> _Excerpt provided_
•••
Advanced Agentscope 7 min read

Advanced State and Memory Management in AgentScope

#AgentScope #Memory #State Management #VectorDB

Advanced State and Memory Management in AgentScope is a critical skill for building production-grade, multi-agent systems that maintain coherent context across long-running sessions. As your agents grow more complex — handling interruptions, multi-turn dialogues, and coordinated pipelines — the default in-memory approach quickly shows its limits. This guide goes deep on AgentScope’s memory architecture, showing you how to implement custom memory modules, share state across agent pipelines, and apply optimization strategies that keep your system responsive at scale.


Core Concepts of State and Memory in AgentScope

AgentScope separates memory into two distinct concerns: short-term session state and long-term persistent memory. Understanding this distinction is fundamental to any advanced implementation.
•••
> _What to work on_
A. Retype the excerpt on state and memory management in AgentScope, everything from "AgentScope separates memory" down to "any advanced implementation.".
B. Write what comes next in the AgentScope state and memory management guide, continuing after its last sentence.

> _Supplied records_
•••
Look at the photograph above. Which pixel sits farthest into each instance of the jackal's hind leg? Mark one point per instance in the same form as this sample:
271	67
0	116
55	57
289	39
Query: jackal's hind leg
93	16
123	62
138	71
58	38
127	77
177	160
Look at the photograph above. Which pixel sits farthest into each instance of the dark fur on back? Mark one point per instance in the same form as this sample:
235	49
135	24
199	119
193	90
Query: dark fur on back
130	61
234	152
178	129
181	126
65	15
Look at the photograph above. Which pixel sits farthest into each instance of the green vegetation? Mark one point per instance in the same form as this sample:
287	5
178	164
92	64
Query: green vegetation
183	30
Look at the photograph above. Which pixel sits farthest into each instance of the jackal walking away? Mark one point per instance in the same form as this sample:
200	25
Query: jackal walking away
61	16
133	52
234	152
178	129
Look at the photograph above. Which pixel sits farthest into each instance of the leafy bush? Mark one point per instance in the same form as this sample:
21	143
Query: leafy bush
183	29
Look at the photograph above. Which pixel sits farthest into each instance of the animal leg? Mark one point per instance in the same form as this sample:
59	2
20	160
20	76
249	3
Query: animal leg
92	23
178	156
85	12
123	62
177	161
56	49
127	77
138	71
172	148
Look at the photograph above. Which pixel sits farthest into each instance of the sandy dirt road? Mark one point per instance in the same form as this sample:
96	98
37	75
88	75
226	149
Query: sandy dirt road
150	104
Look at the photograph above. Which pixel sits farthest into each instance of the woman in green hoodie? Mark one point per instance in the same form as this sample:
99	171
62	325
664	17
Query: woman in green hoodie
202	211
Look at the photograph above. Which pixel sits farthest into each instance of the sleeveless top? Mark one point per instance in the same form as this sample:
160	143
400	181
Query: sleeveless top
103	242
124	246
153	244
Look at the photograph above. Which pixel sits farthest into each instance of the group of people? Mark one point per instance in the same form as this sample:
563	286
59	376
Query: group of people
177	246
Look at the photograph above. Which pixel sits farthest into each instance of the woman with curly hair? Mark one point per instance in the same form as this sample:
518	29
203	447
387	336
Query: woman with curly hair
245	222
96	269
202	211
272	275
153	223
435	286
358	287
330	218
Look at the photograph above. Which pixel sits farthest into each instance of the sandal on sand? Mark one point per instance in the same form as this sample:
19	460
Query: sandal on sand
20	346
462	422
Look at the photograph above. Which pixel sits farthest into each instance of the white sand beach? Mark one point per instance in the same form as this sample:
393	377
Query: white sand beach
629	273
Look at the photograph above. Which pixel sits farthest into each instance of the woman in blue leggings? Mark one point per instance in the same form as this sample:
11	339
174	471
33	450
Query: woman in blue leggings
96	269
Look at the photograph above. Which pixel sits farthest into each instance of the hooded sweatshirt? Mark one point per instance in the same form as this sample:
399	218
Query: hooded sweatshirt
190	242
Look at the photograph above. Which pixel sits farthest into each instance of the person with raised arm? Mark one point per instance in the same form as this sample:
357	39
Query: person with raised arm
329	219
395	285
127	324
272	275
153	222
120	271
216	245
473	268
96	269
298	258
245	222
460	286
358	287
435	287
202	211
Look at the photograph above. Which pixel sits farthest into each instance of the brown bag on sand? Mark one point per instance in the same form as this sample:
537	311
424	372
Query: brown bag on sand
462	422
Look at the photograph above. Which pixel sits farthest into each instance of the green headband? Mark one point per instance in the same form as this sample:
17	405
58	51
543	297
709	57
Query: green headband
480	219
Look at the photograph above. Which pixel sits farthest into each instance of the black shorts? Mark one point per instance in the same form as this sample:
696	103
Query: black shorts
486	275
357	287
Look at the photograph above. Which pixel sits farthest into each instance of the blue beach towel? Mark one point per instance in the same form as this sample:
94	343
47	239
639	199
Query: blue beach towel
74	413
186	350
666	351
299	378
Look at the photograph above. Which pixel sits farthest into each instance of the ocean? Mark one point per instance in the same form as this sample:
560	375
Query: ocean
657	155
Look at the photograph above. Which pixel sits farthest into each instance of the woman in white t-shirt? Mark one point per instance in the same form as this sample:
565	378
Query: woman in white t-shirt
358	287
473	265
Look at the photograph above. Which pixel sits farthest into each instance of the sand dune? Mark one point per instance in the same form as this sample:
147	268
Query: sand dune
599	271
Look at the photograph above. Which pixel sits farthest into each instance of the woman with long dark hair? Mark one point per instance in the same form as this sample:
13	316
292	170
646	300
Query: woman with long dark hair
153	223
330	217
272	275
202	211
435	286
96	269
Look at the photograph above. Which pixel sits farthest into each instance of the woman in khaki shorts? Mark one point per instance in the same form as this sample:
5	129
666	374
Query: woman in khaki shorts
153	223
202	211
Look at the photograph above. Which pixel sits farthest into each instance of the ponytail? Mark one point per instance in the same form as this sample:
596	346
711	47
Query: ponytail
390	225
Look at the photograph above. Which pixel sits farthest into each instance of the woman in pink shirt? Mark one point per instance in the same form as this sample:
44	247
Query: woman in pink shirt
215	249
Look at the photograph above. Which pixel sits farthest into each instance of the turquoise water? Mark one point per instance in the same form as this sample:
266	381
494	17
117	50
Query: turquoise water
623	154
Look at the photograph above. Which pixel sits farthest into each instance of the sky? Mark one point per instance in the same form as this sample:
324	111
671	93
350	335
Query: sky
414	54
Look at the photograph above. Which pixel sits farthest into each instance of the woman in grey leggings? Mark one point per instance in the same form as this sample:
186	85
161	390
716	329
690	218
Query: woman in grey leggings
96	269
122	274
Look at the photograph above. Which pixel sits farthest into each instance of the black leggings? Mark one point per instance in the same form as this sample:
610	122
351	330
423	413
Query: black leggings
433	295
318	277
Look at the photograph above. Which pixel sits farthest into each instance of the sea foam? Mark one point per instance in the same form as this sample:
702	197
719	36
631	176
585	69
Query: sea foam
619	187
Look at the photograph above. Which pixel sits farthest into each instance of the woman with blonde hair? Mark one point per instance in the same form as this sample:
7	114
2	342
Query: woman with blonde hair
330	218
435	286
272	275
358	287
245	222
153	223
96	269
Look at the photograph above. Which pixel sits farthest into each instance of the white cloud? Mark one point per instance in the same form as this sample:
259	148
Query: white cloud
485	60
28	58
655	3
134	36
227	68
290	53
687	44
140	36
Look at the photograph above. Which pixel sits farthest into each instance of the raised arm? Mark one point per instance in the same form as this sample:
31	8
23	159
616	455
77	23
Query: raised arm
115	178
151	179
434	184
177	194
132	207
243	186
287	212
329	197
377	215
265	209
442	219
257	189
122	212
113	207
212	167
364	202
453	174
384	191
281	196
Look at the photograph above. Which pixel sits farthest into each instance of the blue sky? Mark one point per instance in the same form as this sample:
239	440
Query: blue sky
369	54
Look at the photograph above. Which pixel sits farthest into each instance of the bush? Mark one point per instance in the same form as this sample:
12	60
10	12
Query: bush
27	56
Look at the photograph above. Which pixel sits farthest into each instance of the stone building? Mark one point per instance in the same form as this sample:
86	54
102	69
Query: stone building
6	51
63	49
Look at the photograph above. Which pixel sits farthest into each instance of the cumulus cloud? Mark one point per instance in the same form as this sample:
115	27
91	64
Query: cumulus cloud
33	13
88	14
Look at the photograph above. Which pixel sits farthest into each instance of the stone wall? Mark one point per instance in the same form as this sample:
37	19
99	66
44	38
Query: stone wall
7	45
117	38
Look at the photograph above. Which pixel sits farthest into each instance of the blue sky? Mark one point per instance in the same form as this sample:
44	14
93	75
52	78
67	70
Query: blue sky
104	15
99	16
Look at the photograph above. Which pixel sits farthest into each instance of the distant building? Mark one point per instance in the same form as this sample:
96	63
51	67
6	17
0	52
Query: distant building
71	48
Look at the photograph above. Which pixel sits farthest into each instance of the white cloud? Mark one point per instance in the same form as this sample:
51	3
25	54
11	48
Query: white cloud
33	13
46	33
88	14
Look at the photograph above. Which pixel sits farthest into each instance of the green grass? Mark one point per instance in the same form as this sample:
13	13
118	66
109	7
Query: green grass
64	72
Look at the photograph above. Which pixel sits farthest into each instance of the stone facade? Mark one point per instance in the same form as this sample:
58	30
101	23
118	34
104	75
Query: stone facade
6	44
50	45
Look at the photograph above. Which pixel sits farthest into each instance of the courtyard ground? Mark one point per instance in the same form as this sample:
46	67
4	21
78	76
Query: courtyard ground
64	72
•••
> _Answers to the exercise_
A.
AgentScope separates memory into two distinct concerns: short-term session state and long-term persistent memory. Understanding this distinction is fundamental to any advanced implementation.

B.
InMemoryMemory is the default memory backend. It holds the conversation history for the current session in RAM, making it fast and simple. However, it is ephemeral — when the process restarts or the agent is reinstantiated, all state is lost. This is acceptable for stateless chatbot endpoints but is entirely unsuitable for agents expected to retain user context across sessions.

The more powerful abstraction is LongTermMemoryBase, an abstract base class that defines the interface for any persistent memory implementation. AgentScope ships with built-in support for SQLite-backed storage, memory compression strategies, and an advanced technique called ReMe (Retrieval-enhanced Memory), designed for scenarios where the memory corpus grows large enough to require selective retrieval.

Agent-state binding in AgentScope is explicit and constructor-level. Unlike some frameworks where memory is a global or ambient service, AgentScope requires you to pass a memory instance directly into the agent constructor:

from agentscope.agent import ReActAgent
from agentscope.memory import InMemoryMemory

memory = InMemoryMemory()
agent = ReActAgent(
    name="Friday",
    sys_prompt="You are a helpful assistant.",
    model_config_name="qwen-turbo",
    memory=memory,
)

This design makes memory configuration explicit and auditable — you always know exactly which memory backend an agent is using.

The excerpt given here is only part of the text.